GIVEN RECORDS Start Marker

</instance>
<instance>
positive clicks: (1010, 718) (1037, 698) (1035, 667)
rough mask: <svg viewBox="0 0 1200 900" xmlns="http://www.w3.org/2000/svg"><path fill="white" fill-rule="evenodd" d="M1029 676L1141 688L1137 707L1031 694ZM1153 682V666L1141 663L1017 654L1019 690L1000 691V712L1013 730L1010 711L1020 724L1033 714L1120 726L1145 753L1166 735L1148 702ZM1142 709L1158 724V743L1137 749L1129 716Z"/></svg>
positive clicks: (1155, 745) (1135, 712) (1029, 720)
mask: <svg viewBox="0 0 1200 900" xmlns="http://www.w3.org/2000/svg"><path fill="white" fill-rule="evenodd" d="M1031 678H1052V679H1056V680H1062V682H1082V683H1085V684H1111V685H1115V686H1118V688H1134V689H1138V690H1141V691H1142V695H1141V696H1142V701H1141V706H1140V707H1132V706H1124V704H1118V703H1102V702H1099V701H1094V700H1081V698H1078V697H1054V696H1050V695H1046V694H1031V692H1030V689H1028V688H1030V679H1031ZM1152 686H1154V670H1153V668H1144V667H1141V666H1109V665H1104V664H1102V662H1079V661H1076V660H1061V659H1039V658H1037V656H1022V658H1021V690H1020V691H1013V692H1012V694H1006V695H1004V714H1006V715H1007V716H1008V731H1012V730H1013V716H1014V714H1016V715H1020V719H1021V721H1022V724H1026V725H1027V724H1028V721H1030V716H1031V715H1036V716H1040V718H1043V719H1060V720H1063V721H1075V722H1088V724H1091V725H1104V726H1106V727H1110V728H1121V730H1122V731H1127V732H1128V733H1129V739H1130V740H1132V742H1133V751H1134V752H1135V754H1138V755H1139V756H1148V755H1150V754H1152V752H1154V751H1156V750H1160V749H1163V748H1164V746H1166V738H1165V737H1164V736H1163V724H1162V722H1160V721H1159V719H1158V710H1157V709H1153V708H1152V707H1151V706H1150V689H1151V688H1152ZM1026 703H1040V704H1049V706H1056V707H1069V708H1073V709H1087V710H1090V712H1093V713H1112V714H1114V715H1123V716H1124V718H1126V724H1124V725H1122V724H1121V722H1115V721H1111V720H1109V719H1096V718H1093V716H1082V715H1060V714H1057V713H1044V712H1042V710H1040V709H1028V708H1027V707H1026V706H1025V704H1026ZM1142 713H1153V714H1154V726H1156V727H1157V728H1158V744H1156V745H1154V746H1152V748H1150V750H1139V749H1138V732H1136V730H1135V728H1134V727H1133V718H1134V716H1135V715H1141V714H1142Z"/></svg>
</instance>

GIVEN RECORDS End Marker

Return every line of the entries above without changing anything.

WRITTEN RESPONSE —
</instance>
<instance>
positive clicks: (1010, 718) (1037, 698) (1035, 667)
rough mask: <svg viewBox="0 0 1200 900" xmlns="http://www.w3.org/2000/svg"><path fill="white" fill-rule="evenodd" d="M1029 676L1141 688L1137 707L1031 694ZM1153 682V666L1141 663L1017 654L1019 690L1000 691V712L1013 730L1010 711L1020 724L1033 714L1120 726L1145 753L1166 735L1148 702ZM1142 709L1158 724V743L1137 749L1129 716Z"/></svg>
positive clicks: (1155, 745) (1135, 712) (1029, 720)
mask: <svg viewBox="0 0 1200 900" xmlns="http://www.w3.org/2000/svg"><path fill="white" fill-rule="evenodd" d="M1031 678H1052V679H1056V680H1062V682H1082V683H1085V684H1111V685H1115V686H1118V688H1134V689H1138V690H1141V691H1142V695H1141V696H1142V701H1141V706H1140V707H1132V706H1124V704H1118V703H1102V702H1099V701H1094V700H1081V698H1078V697H1054V696H1050V695H1046V694H1031V692H1030V689H1028V688H1030V679H1031ZM1152 686H1154V670H1153V668H1144V667H1141V666H1109V665H1104V664H1102V662H1079V661H1076V660H1061V659H1039V658H1037V656H1022V658H1021V690H1020V691H1013V692H1012V694H1006V695H1004V714H1006V715H1007V716H1008V731H1012V730H1013V716H1014V714H1016V715H1020V719H1021V721H1022V724H1026V725H1027V724H1028V721H1030V716H1031V715H1036V716H1040V718H1043V719H1060V720H1063V721H1075V722H1088V724H1091V725H1104V726H1106V727H1110V728H1121V730H1122V731H1127V732H1128V733H1129V739H1130V740H1132V742H1133V751H1134V752H1135V754H1138V755H1139V756H1148V755H1150V754H1152V752H1154V751H1156V750H1160V749H1163V748H1164V746H1166V738H1165V737H1164V736H1163V724H1162V722H1160V721H1159V719H1158V710H1157V709H1153V708H1152V707H1151V706H1150V689H1151V688H1152ZM1026 703H1040V704H1049V706H1056V707H1069V708H1073V709H1087V710H1090V712H1093V713H1112V714H1114V715H1123V716H1124V718H1126V724H1124V725H1122V724H1121V722H1115V721H1111V720H1109V719H1096V718H1093V716H1082V715H1060V714H1057V713H1044V712H1042V710H1040V709H1028V708H1027V707H1026V706H1025V704H1026ZM1142 713H1153V714H1154V726H1156V727H1157V728H1158V744H1156V745H1154V746H1152V748H1150V750H1139V749H1138V732H1136V730H1135V728H1134V727H1133V718H1134V716H1135V715H1141V714H1142Z"/></svg>
</instance>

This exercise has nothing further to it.